Your assignment
The records appear below. Repeat them exactly.

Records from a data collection
+-------+
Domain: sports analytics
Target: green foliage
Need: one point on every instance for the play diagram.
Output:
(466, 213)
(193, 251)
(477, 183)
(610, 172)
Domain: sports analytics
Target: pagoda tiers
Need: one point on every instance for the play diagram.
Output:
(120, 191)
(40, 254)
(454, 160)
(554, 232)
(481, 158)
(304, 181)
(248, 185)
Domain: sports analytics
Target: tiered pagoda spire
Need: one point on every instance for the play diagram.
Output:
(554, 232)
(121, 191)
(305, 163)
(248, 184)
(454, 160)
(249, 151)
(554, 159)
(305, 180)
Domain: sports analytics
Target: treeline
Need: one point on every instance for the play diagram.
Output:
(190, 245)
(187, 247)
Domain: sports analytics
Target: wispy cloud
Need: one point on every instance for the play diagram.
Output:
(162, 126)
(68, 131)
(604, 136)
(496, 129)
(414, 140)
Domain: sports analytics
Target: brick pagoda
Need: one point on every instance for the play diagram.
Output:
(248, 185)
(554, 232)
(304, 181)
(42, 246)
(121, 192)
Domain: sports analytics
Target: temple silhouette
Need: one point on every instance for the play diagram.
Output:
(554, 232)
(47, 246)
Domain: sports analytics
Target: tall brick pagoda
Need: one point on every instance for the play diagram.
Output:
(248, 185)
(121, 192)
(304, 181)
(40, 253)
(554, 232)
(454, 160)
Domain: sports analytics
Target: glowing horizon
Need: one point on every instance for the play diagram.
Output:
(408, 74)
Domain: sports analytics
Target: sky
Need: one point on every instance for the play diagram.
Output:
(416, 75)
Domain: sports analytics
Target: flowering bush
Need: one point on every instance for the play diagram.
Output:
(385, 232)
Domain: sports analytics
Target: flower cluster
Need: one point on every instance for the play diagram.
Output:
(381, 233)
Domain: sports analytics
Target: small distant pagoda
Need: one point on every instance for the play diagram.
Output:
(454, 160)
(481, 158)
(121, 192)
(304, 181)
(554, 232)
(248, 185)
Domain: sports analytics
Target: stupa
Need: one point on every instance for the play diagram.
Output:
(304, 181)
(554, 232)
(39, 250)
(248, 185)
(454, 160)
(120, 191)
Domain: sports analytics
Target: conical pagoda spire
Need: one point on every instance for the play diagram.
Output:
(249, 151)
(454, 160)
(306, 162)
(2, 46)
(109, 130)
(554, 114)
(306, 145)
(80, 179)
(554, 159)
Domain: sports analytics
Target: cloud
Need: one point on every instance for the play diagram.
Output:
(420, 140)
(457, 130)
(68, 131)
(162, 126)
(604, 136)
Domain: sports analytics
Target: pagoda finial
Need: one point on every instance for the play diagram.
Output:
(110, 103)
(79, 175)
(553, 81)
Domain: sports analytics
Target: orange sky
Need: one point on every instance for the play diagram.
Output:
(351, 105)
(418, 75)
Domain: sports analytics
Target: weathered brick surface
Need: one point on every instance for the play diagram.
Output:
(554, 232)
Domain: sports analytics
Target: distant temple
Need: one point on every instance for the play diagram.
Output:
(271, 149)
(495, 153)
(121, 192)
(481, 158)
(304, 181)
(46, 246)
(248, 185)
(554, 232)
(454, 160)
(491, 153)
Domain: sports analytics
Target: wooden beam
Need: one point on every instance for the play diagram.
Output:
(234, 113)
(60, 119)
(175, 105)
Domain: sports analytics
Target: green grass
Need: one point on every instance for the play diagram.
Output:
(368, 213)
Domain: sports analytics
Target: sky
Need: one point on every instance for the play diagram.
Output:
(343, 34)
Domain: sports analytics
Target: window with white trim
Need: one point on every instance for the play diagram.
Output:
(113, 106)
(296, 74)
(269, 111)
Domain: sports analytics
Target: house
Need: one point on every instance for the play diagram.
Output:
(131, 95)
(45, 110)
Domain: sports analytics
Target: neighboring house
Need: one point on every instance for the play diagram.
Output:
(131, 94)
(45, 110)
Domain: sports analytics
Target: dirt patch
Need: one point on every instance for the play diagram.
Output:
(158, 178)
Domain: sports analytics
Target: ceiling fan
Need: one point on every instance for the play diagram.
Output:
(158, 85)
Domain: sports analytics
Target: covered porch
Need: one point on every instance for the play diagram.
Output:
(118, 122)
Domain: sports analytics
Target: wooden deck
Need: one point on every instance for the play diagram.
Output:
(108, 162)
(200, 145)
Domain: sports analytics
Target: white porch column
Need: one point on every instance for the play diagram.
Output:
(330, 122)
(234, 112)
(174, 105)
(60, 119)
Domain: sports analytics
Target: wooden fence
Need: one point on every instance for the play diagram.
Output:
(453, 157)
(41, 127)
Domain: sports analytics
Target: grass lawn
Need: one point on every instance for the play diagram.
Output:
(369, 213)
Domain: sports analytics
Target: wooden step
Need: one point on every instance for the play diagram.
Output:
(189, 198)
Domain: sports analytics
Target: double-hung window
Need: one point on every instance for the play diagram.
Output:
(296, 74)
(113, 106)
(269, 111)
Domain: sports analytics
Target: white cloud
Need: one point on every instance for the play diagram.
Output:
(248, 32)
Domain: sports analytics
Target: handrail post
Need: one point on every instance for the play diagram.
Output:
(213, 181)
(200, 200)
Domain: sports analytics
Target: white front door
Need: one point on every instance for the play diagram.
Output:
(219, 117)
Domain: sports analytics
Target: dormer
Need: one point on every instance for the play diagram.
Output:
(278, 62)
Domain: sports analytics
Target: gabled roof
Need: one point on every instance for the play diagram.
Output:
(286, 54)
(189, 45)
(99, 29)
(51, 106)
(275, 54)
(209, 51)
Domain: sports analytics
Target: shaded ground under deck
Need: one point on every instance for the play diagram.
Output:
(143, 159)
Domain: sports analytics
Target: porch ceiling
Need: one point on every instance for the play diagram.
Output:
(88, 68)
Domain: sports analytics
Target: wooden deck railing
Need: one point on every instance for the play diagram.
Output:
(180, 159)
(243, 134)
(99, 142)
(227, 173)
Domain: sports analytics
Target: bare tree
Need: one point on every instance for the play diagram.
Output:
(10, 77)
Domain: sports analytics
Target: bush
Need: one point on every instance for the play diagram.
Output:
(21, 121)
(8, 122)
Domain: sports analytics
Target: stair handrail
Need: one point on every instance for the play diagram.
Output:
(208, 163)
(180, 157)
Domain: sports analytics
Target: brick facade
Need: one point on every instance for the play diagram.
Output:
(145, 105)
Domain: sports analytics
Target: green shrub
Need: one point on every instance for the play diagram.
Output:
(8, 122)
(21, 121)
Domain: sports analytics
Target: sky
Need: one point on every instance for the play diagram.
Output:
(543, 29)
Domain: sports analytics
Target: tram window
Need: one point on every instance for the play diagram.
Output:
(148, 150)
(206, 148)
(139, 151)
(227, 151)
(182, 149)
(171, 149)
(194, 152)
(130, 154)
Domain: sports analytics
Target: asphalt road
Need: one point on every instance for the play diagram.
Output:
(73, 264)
+-------+
Answer box
Domain: sports analytics
Target: green foliage
Need: one point on every instance for the play diagram.
Output:
(466, 213)
(193, 251)
(477, 183)
(610, 172)
Domain: sports analytics
Target: pagoda tiers
Need: one point on every instance for the play diagram.
Output:
(120, 191)
(40, 254)
(454, 160)
(554, 232)
(481, 158)
(304, 181)
(248, 185)
Domain: sports analytics
Target: tiered pagoda spire
Need: one point on every instance for the play diagram.
Output:
(554, 232)
(121, 191)
(305, 163)
(248, 184)
(454, 160)
(249, 151)
(554, 159)
(305, 180)
Domain: sports analytics
Target: treeline
Need: one point on every instance for the play diagram.
Output:
(190, 245)
(187, 247)
Domain: sports analytics
Target: wispy cloud
Need: one point on every instance for the play diagram.
Output:
(162, 126)
(68, 131)
(604, 136)
(496, 129)
(414, 140)
Domain: sports analytics
Target: brick pagoda
Need: one point on every instance for the play diagram.
Output:
(248, 185)
(554, 232)
(304, 181)
(42, 246)
(121, 192)
Domain: sports analytics
Target: temple silhouette
Need: one point on every instance for the play diagram.
Output:
(554, 232)
(47, 246)
Domain: sports analytics
Target: tall brick pagoda
Need: one point on every instance for the play diagram.
Output:
(248, 185)
(121, 192)
(304, 181)
(40, 253)
(554, 232)
(454, 160)
Domain: sports analytics
Target: glowing horizon
Need: one point on every instance for the play diagram.
Output:
(408, 74)
Domain: sports analytics
Target: sky
Need: one point on every instance for the play diagram.
Output:
(416, 75)
Domain: sports analytics
Target: flowering bush
Need: one point on every instance for the play diagram.
Output:
(385, 232)
Domain: sports analytics
Target: flower cluster
Need: one point on every instance for the play diagram.
Output:
(381, 233)
Domain: sports analytics
Target: small distant pagoda
Need: one point on every instance for the play diagram.
Output:
(454, 160)
(481, 158)
(121, 192)
(304, 181)
(554, 232)
(248, 185)
Domain: sports analytics
Target: stupa
Need: one point on every instance for the play diagram.
Output:
(304, 181)
(554, 232)
(39, 250)
(248, 185)
(454, 160)
(120, 191)
Domain: sports analytics
Target: conical pagoda spire
Need: one point on every instance for the play diagram.
Output:
(249, 151)
(454, 160)
(306, 162)
(2, 46)
(109, 130)
(554, 114)
(306, 145)
(80, 179)
(554, 159)
Domain: sports analytics
Target: cloud
Need: one point on every instance for the play diagram.
Output:
(420, 140)
(457, 130)
(68, 131)
(162, 126)
(604, 136)
Domain: sports analytics
Target: pagoda finial
Need: one point on every instance for the play diagram.
Output:
(110, 103)
(79, 175)
(553, 81)
Domain: sports analytics
Target: orange sky
Need: one point on every instance for the play diagram.
Output:
(351, 105)
(418, 75)
Domain: sports analytics
Target: weathered brick surface
Need: one point on every instance for the play diagram.
Output:
(554, 232)
Domain: sports analytics
Target: distant temple
Need: one point on every instance for the play diagram.
Output:
(271, 149)
(495, 153)
(121, 192)
(481, 158)
(304, 181)
(46, 246)
(248, 185)
(554, 232)
(454, 160)
(491, 153)
Domain: sports analytics
Target: wooden beam
Need: one point on every instance for the play diagram.
Output:
(234, 113)
(60, 119)
(175, 105)
Domain: sports analytics
Target: green grass
Need: one point on every instance for the play diagram.
Output:
(368, 213)
Domain: sports analytics
Target: sky
Need: one point on every instance for the play diagram.
Output:
(343, 34)
Domain: sports analytics
Target: window with white trim
Need: one point on every instance for the play diagram.
Output:
(113, 106)
(296, 74)
(269, 111)
Domain: sports analytics
Target: house
Need: one point on every instance for the play diagram.
Output:
(131, 95)
(45, 110)
Domain: sports analytics
Target: neighboring house
Need: one point on every instance for the play diagram.
Output:
(131, 94)
(45, 110)
Domain: sports analytics
Target: dirt patch
Need: one point on every instance for the play diagram.
Output:
(158, 178)
Domain: sports analytics
Target: ceiling fan
Need: one point on every instance for the play diagram.
Output:
(158, 85)
Domain: sports analytics
Target: covered porch
Need: one point on every instance for the play diagram.
Output:
(118, 122)
Domain: sports analytics
Target: wooden deck
Need: one point on every instance for the play diagram.
Output:
(108, 162)
(200, 145)
Domain: sports analytics
Target: white porch column
Need: one point on every instance for the play diagram.
Output:
(330, 122)
(234, 112)
(174, 105)
(60, 119)
Domain: sports analytics
Target: wooden fence
Need: one point on every instance for the play diagram.
Output:
(453, 157)
(41, 127)
Domain: sports analytics
Target: grass lawn
Need: one point on every instance for the play diagram.
Output:
(369, 213)
Domain: sports analytics
Target: wooden step
Need: one point on every instance for the play diagram.
Output:
(189, 198)
Domain: sports analytics
Target: double-hung window
Need: one point on every instance for the play diagram.
Output:
(296, 74)
(113, 106)
(269, 111)
Domain: sports analytics
Target: white cloud
Need: one point on every instance for the play diagram.
Output:
(248, 32)
Domain: sports analytics
Target: handrail post
Need: one point on every instance for the play diagram.
Output:
(213, 181)
(200, 200)
Domain: sports analytics
Target: white front door
Need: one point on every instance for the play diagram.
Output:
(219, 117)
Domain: sports analytics
Target: dormer
Need: one point on every instance for the play diagram.
Output:
(278, 62)
Domain: sports analytics
Target: gabled roof
Need: one point on every instance for the play diagram.
Output:
(286, 54)
(189, 45)
(99, 29)
(51, 106)
(275, 54)
(209, 51)
Domain: sports analytics
Target: shaded ground under deck
Need: one point on every instance for the play diagram.
Output:
(143, 159)
Domain: sports analytics
Target: porch ceiling
Need: one point on every instance for the play diagram.
Output:
(88, 68)
Domain: sports analytics
Target: wooden deck railing
Need: one point on every instance for the play diagram.
Output:
(180, 159)
(243, 134)
(99, 142)
(227, 173)
Domain: sports analytics
Target: bare tree
Need: one point on every instance for the play diagram.
Output:
(10, 77)
Domain: sports analytics
Target: bush
Need: one point on every instance for the play diagram.
Output:
(21, 121)
(8, 122)
Domain: sports analytics
Target: stair handrail
Need: one point on every instance for the play diagram.
Output:
(208, 163)
(180, 157)
Domain: sports analytics
Target: brick facade
Need: one point on every instance for the play diagram.
Output:
(145, 105)
Domain: sports analytics
Target: green shrub
Need: one point on every instance for the play diagram.
Output:
(8, 122)
(21, 121)
Domain: sports analytics
Target: sky
Need: one point on every instance for the play diagram.
Output:
(543, 29)
Domain: sports analytics
Target: tram window
Need: one point on every instance for the play diagram.
Output:
(148, 150)
(206, 148)
(139, 151)
(227, 151)
(182, 149)
(171, 149)
(194, 152)
(130, 154)
Domain: sports analytics
Target: asphalt road
Need: one point on every instance for the play diagram.
Output:
(73, 264)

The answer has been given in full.